● **Task requirements**
Return only the lines of the listing below that run from the line with "pin: the sky" through the line with "pin: the side", both ends included, exactly as written.

● **Data records**

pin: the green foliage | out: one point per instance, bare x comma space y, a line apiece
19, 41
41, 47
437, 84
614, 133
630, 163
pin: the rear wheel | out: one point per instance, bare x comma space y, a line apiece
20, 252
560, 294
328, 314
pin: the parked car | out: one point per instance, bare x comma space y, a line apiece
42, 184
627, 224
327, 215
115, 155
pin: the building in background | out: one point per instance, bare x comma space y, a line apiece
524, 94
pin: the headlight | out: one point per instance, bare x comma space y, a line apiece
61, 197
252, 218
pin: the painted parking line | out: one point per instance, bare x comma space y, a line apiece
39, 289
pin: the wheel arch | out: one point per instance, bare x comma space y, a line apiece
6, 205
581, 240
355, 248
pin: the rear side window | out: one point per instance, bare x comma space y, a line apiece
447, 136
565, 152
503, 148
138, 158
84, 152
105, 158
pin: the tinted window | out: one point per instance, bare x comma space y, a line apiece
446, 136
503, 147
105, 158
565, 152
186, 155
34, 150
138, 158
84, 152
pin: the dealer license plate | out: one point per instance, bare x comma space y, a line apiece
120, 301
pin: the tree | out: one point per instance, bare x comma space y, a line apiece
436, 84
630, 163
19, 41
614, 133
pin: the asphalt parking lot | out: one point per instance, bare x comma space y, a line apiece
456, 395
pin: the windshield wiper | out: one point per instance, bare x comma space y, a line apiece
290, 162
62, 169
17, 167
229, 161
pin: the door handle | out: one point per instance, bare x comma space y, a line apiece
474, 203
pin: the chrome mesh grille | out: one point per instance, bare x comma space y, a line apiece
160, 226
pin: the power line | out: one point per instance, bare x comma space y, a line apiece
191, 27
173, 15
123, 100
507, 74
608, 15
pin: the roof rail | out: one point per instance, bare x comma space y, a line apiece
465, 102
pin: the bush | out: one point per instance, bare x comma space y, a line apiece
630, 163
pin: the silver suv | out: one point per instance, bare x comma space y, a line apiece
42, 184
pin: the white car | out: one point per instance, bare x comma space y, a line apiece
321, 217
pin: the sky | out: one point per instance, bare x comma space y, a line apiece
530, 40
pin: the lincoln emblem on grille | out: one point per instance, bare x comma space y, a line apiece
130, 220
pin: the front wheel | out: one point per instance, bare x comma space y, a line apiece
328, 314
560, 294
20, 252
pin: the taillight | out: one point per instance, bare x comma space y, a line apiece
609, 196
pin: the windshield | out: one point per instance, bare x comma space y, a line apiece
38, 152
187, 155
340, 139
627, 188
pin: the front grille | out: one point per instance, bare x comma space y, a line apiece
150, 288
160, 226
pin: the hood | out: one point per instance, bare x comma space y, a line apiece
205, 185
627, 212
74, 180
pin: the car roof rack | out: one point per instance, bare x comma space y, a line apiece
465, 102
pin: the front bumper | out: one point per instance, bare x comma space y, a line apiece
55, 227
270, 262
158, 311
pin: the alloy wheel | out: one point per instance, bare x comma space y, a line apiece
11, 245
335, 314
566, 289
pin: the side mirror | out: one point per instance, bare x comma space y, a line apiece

...

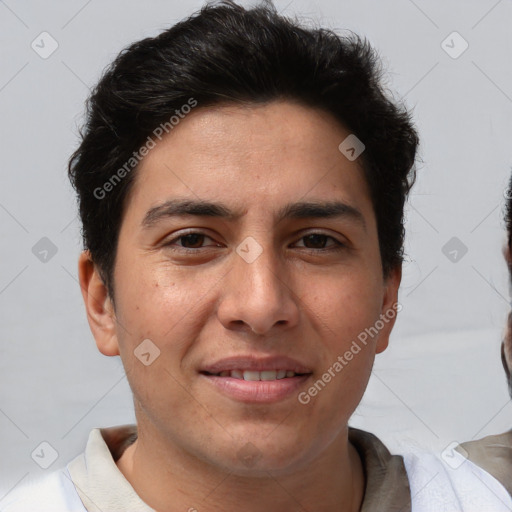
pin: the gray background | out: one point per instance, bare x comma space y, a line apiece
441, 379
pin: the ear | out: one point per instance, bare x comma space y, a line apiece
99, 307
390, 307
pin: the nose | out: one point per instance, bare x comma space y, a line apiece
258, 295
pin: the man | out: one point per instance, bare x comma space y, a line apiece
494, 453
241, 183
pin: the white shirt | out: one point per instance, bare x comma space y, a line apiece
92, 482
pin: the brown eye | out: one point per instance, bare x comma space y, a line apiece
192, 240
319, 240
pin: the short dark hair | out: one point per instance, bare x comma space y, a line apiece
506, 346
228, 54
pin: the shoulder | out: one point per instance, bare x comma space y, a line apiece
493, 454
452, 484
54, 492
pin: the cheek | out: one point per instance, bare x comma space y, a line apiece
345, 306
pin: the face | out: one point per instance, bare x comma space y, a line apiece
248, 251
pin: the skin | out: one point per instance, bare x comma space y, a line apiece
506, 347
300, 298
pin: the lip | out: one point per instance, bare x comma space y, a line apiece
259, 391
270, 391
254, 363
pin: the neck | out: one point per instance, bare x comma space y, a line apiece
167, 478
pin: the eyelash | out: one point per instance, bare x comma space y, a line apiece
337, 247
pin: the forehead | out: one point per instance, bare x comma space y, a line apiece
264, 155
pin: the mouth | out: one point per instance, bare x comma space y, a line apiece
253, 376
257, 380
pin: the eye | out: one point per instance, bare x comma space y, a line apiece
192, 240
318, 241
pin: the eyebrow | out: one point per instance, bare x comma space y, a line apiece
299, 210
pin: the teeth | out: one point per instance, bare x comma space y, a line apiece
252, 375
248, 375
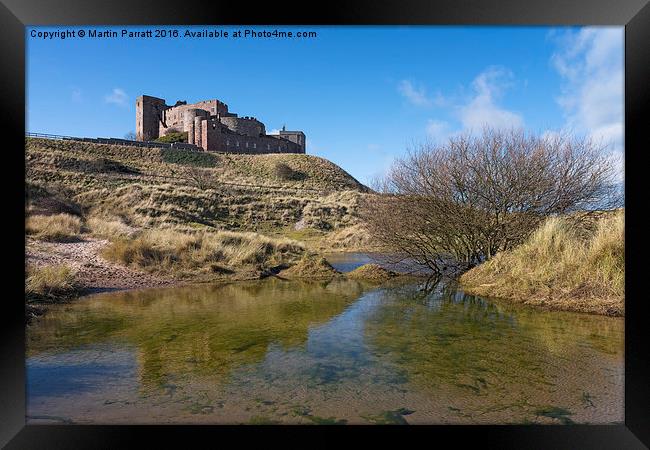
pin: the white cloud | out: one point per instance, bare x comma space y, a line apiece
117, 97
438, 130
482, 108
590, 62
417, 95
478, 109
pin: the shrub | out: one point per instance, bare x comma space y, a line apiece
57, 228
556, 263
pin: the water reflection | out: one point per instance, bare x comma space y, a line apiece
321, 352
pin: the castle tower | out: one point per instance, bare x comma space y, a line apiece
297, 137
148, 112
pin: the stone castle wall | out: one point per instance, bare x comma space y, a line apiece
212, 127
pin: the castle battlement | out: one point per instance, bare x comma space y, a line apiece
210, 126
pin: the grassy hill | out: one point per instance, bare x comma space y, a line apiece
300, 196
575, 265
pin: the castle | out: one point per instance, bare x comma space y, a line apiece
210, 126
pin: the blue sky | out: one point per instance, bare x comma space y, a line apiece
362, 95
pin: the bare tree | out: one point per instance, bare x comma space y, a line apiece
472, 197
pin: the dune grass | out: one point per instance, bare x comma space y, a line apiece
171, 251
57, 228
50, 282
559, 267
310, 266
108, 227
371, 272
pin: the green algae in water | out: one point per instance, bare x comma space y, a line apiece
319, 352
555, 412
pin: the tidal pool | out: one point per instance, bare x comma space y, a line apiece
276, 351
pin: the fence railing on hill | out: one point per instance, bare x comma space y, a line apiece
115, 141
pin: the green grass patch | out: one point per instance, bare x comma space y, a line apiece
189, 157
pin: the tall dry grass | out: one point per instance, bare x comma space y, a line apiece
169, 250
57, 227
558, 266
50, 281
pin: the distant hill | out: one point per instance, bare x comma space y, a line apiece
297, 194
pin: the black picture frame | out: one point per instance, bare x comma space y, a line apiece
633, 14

● **Result for this task**
pin: the sky | out: one point per instance, bare x comma space y, a line apiece
530, 40
pin: the lincoln emblem on grille | out: one point per instance, bare x comma space y, a line apiece
130, 220
pin: the front wheel | out: one point per instance, bare x comma space y, a line apiece
328, 314
560, 294
20, 252
pin: the taillight | out: one point per instance, bare x comma space y, a line apiece
609, 196
pin: the windshield | out: one point per instance, bare x comma space y, a line apiece
38, 152
187, 155
340, 139
627, 188
pin: the front grille | out: one point per instance, bare x comma space y, a line apiece
150, 288
160, 226
pin: the hood | out: one point per instance, bare x comma space y, a line apiece
205, 185
627, 212
74, 180
pin: the car roof rack | out: one point per instance, bare x comma space y, a line apiece
465, 102
pin: the front bumper | out: one point per instance, bare x comma space y, a line apiece
55, 227
270, 262
158, 311
pin: the alloy wheel | out: one point per instance, bare x comma space y, a line apiece
11, 245
335, 314
566, 289
pin: the side mirror | out: one point per instance, bare x comma space y, a line apiece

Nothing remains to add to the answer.